### What is expected
Each record, in full, must be restated word for word.

### Data under study
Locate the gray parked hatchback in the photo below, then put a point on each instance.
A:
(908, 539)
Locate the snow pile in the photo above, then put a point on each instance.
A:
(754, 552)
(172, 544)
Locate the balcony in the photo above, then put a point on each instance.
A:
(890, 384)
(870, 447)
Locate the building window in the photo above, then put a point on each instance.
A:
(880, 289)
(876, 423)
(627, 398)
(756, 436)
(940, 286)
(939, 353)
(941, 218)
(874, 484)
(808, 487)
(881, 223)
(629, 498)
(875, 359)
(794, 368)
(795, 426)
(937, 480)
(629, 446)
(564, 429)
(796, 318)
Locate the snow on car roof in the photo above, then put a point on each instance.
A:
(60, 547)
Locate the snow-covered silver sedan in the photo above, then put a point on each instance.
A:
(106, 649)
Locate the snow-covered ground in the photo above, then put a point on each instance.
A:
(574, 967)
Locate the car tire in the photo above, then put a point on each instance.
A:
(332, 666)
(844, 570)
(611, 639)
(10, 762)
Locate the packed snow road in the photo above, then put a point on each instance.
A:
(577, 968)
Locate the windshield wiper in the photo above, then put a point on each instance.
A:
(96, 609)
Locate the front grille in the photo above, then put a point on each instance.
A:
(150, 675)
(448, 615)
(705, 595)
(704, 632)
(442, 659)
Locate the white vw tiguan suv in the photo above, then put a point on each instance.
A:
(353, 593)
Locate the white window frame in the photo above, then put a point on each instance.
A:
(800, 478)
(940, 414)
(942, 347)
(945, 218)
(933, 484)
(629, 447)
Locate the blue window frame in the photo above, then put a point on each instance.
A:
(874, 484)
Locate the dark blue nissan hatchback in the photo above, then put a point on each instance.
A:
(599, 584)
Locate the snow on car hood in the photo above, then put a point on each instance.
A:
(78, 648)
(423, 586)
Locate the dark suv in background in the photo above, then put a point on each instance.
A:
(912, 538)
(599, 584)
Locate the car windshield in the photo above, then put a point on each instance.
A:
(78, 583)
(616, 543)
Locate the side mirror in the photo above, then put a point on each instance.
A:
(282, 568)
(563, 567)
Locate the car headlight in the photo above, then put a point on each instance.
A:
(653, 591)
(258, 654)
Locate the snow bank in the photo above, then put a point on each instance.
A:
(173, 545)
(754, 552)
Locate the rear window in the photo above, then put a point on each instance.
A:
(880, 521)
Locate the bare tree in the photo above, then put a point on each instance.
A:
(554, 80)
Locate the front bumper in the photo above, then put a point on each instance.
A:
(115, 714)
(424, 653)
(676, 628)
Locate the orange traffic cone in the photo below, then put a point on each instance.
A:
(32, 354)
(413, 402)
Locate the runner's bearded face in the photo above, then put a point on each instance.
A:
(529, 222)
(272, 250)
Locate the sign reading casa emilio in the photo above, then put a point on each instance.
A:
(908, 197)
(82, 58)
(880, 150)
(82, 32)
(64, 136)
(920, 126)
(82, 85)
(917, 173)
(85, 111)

### Reply to the exercise
Locate the gray parked hatchback in the photo below, then put a point on each instance.
A:
(908, 539)
Locate the snow pile in the photo above, then put a point on each instance.
A:
(754, 552)
(172, 544)
Locate the balcony in the photo above, then put a point on each instance.
A:
(890, 384)
(870, 447)
Locate the building window in the photo above, then put a point on each instance.
A:
(880, 289)
(876, 423)
(627, 398)
(756, 436)
(940, 286)
(939, 353)
(941, 218)
(874, 484)
(808, 487)
(881, 223)
(629, 498)
(875, 359)
(794, 368)
(795, 426)
(937, 480)
(629, 446)
(564, 429)
(796, 318)
Locate the snow on car roof in the photo above, then put a point on each instance.
A:
(60, 547)
Locate the snow-covered silver sedan in the photo above, then put a point on each instance.
A:
(106, 649)
Locate the snow-covered ground in the photo above, then put a point on each instance.
A:
(574, 967)
Locate the car tire in the photo above, then put a point on each instance.
A:
(332, 666)
(844, 570)
(611, 639)
(10, 762)
Locate the packed snow road in the photo above, then put a point on each instance.
A:
(577, 968)
Locate the windshield wiper in the photo above, then put a point on each instance.
A:
(96, 609)
Locate the front grille in the photo above, then put a point on each instance.
A:
(150, 675)
(448, 615)
(705, 595)
(704, 632)
(442, 659)
Locate the white vw tiguan suv in the photo above, then put a point on each instance.
A:
(353, 593)
Locate the white window frame in the photo above, then put a point on each instance.
A:
(800, 478)
(940, 414)
(942, 347)
(945, 218)
(933, 484)
(629, 447)
Locate the blue window frame in the photo above, then put a point on each instance.
A:
(874, 484)
Locate the dark blue nissan hatchback in the photo above, then put a point on each instance.
A:
(599, 584)
Locate the snow on car hood in the photo above, then put a point on each instance.
A:
(78, 648)
(423, 586)
Locate the dark suv in background in the photo above, then put a point on each instance.
A:
(912, 538)
(599, 584)
Locate the car windshield in the photo above, then put a point on each instance.
A:
(78, 583)
(616, 543)
Locate the side mirror in the photo above, then put a point on each instance.
A:
(282, 568)
(563, 567)
Locate the car headlight in the photo above, then put a point on each instance.
A:
(653, 591)
(258, 654)
Locate the snow bank in the photo above, then put a point on each instance.
A:
(173, 545)
(754, 552)
Locate the rear window in the photo above, then put a point on each instance.
A:
(880, 521)
Locate the bare tree in the photo above, then put a point on each instance.
A:
(554, 80)
Locate the front bumper in the photo above, then put a point on each instance.
A:
(115, 714)
(424, 653)
(676, 628)
Locate the orange traffic cone in the photo below, then put a point on each instance.
A:
(32, 354)
(413, 402)
Locate the runner's bearded face in the photo above, then put a point on each instance.
A:
(529, 222)
(272, 250)
Locate the sign reading casa emilio in the photo above, then put a point on each instance.
A:
(908, 197)
(82, 58)
(880, 150)
(82, 32)
(64, 136)
(920, 126)
(82, 85)
(917, 173)
(85, 111)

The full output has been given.